GIVEN PROBLEM: All entries should be output exactly as they stand.

------ EXERCISE INPUTS ------

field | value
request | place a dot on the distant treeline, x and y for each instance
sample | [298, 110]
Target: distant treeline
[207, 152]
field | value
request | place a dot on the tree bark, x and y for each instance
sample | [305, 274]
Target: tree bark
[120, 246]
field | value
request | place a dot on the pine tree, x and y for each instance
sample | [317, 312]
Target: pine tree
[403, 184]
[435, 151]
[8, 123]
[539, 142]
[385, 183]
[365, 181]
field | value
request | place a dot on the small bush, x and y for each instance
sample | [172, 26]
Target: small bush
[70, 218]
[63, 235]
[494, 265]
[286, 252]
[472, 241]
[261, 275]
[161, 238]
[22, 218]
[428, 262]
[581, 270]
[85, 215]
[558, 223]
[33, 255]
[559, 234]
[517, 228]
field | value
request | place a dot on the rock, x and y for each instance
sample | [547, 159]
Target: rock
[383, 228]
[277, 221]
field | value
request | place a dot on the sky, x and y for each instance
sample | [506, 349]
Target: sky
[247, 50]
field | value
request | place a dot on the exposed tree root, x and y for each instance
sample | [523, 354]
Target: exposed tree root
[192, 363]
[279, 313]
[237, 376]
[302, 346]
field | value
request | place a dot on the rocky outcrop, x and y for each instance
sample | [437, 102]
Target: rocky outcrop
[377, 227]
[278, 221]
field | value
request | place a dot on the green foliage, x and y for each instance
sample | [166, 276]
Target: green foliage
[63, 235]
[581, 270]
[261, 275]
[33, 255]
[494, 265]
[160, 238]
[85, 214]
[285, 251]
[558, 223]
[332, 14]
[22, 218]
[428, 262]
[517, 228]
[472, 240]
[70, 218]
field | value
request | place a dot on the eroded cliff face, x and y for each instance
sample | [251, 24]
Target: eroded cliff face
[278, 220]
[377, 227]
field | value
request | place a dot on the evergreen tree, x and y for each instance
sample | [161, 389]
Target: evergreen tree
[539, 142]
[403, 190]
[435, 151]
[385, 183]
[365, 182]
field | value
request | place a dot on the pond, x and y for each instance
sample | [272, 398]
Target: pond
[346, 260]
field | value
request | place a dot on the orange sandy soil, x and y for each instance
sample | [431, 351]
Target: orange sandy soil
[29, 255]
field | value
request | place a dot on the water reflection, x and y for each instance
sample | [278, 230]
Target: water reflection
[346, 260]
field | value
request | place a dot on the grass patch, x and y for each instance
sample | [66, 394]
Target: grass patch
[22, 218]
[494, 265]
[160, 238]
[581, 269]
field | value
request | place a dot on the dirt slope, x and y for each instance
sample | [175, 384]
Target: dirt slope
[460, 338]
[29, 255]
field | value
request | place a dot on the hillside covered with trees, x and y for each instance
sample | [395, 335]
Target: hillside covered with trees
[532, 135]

------

SOLUTION:
field | value
request | place a dot on the distant treeline, x and y for each instance
sample | [298, 110]
Target: distant treeline
[207, 152]
field | value
request | place a dot on the tree bark, x and y for each instance
sample | [305, 274]
Target: tree bark
[120, 246]
field | value
request | place a dot on the pine tree, x and y for each instance
sample | [317, 312]
Target: pine tree
[403, 184]
[435, 151]
[8, 123]
[539, 142]
[385, 183]
[365, 181]
field | value
request | place a dot on the small bush, x and y for each instance
sample | [172, 26]
Target: small bush
[70, 218]
[63, 235]
[494, 265]
[286, 252]
[472, 241]
[261, 275]
[161, 238]
[22, 218]
[428, 262]
[581, 270]
[85, 215]
[558, 223]
[33, 255]
[559, 234]
[517, 228]
field | value
request | place a dot on the rock, x and y for each instance
sample | [547, 159]
Target: rock
[383, 228]
[277, 221]
field | value
request | place a dot on the sky, x and y for each instance
sample | [506, 349]
Target: sky
[247, 50]
field | value
request | place a dot on the exposed tree root, x and y for each instance
sample | [523, 354]
Target: exposed tree root
[192, 363]
[279, 313]
[237, 376]
[302, 346]
field | value
request | place a dot on the rocky outcrop, x and y for each instance
sample | [437, 102]
Target: rocky outcrop
[377, 227]
[278, 221]
field | value
request | place a dot on the green foliage, x and y for each instance
sample | [166, 276]
Target: green foliage
[63, 235]
[581, 270]
[261, 275]
[33, 255]
[494, 265]
[160, 238]
[85, 214]
[285, 251]
[558, 223]
[332, 14]
[22, 218]
[428, 262]
[517, 228]
[472, 240]
[70, 218]
field | value
request | place a dot on the eroded cliff face, x and y for each instance
sample | [251, 24]
Target: eroded cliff face
[278, 220]
[377, 227]
field | value
request | place a dot on the evergreen tree, x and y for each instance
sample | [161, 389]
Target: evergreen tree
[539, 142]
[403, 190]
[435, 151]
[385, 183]
[365, 182]
field | value
request | place a dot on the pond, x and y for each instance
sample | [272, 398]
Target: pond
[346, 260]
field | value
request | place a dot on the orange sandy soil, x and y for each instance
sample | [431, 351]
Target: orange sandy soil
[29, 255]
field | value
request | place a dot on the water reflection, x and y for each instance
sample | [278, 230]
Target: water reflection
[346, 260]
field | value
request | place a dot on the grass patch, x and y for each instance
sample | [66, 394]
Target: grass patch
[22, 218]
[494, 265]
[160, 238]
[581, 269]
field | value
request | place a dot on the dirt slope, x and y for each instance
sample | [175, 384]
Target: dirt slope
[460, 338]
[29, 255]
field | value
request | place a dot on the hillside covered with trees, x and y for each instance
sample | [395, 335]
Target: hillside covered with trees
[532, 135]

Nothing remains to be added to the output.